##### Information given

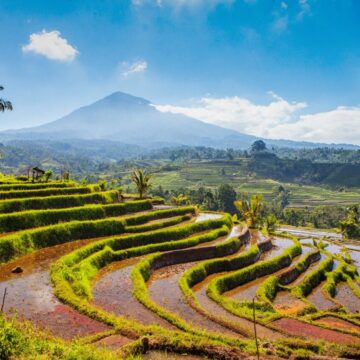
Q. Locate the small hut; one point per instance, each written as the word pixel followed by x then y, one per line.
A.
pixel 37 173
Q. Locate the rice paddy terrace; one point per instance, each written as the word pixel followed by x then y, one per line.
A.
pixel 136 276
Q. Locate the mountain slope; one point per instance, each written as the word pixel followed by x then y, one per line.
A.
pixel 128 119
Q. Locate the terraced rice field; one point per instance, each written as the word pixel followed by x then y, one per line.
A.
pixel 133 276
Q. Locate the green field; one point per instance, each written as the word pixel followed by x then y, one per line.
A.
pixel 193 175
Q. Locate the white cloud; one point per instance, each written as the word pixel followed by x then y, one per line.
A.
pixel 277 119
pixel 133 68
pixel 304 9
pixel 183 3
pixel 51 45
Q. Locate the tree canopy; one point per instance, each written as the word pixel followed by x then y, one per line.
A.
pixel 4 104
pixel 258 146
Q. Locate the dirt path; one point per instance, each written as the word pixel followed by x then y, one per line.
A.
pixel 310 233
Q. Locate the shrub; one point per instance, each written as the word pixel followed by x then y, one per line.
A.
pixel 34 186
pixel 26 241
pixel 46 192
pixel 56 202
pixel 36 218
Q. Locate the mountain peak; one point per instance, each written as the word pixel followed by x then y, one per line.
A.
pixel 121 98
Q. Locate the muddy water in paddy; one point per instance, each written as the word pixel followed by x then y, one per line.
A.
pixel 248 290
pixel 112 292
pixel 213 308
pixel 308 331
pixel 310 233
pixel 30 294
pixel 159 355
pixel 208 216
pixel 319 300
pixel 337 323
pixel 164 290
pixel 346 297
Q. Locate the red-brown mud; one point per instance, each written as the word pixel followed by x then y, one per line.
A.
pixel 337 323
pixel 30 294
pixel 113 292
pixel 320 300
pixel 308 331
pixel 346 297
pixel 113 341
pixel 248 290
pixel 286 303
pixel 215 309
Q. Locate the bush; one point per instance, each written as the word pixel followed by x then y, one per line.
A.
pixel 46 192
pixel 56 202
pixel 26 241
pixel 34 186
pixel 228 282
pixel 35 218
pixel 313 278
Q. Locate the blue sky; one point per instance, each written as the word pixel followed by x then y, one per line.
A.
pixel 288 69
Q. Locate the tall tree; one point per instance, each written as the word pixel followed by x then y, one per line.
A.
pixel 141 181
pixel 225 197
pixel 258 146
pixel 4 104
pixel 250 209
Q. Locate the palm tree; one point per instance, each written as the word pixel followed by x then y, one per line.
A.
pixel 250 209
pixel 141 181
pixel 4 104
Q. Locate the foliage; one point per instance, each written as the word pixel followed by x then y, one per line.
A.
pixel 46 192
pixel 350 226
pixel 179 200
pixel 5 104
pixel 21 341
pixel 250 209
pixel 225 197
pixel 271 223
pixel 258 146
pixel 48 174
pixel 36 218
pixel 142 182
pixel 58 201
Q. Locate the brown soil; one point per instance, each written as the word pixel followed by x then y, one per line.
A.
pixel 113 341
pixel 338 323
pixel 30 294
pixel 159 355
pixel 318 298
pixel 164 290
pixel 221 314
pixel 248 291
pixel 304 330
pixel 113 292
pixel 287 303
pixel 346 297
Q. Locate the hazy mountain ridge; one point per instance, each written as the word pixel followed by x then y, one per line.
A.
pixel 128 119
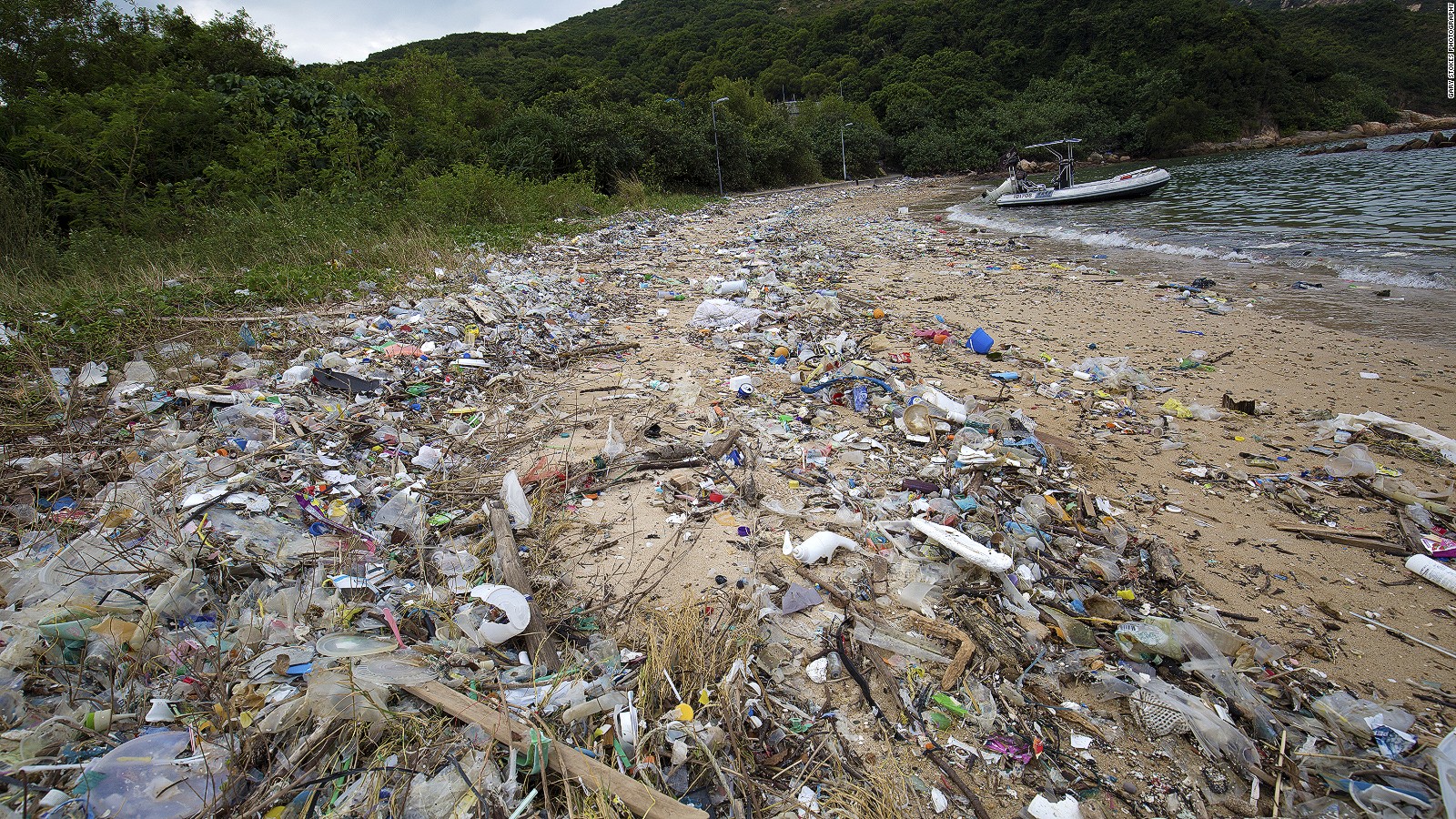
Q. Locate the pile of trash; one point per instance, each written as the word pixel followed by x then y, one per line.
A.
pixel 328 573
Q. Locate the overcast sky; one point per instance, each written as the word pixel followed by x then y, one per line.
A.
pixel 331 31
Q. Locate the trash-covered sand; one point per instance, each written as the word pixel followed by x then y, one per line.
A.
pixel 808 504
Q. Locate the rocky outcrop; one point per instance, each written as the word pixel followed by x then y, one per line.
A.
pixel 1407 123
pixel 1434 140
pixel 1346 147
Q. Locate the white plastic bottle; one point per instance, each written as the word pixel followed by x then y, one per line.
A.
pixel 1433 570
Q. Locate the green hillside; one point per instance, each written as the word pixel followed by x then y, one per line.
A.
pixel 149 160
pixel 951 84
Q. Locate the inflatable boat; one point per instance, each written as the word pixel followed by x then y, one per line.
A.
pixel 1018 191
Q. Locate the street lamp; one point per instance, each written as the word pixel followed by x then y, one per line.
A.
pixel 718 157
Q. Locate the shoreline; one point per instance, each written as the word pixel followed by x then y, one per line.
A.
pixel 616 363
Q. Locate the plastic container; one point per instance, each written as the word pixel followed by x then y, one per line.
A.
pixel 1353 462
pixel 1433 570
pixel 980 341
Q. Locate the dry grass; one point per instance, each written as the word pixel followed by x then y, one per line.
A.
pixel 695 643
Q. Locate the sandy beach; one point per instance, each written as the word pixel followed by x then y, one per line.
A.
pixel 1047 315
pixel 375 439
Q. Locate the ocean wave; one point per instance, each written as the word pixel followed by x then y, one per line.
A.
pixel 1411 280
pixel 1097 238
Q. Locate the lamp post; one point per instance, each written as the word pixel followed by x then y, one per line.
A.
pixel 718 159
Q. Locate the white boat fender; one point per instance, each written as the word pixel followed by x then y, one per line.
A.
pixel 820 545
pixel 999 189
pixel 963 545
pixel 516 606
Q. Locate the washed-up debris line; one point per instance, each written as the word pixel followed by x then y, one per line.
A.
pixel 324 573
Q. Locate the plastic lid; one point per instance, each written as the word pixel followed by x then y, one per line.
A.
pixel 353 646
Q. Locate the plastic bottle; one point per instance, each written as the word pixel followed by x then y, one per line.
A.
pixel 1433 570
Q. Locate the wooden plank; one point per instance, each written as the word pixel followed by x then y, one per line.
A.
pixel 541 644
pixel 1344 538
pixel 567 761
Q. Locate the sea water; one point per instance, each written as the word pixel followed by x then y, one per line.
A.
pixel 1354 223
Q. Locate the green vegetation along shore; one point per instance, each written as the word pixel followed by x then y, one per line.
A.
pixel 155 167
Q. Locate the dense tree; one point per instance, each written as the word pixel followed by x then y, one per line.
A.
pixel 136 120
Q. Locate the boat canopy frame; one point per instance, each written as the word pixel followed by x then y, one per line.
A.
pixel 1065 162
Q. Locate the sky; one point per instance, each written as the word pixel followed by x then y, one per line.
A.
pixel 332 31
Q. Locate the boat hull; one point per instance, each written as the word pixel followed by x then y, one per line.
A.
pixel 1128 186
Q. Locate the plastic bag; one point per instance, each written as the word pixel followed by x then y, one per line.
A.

##########

» **Your assignment**: If the string "brown" is in a line of the entries, pick that line out.

» **Task result**:
Q. Locate the red-brown mud; one point per instance, each written as the word pixel followed by x then y, one per line.
Q. Locate the brown soil; one point per instance, each written as the word pixel followed by x then y, one per line.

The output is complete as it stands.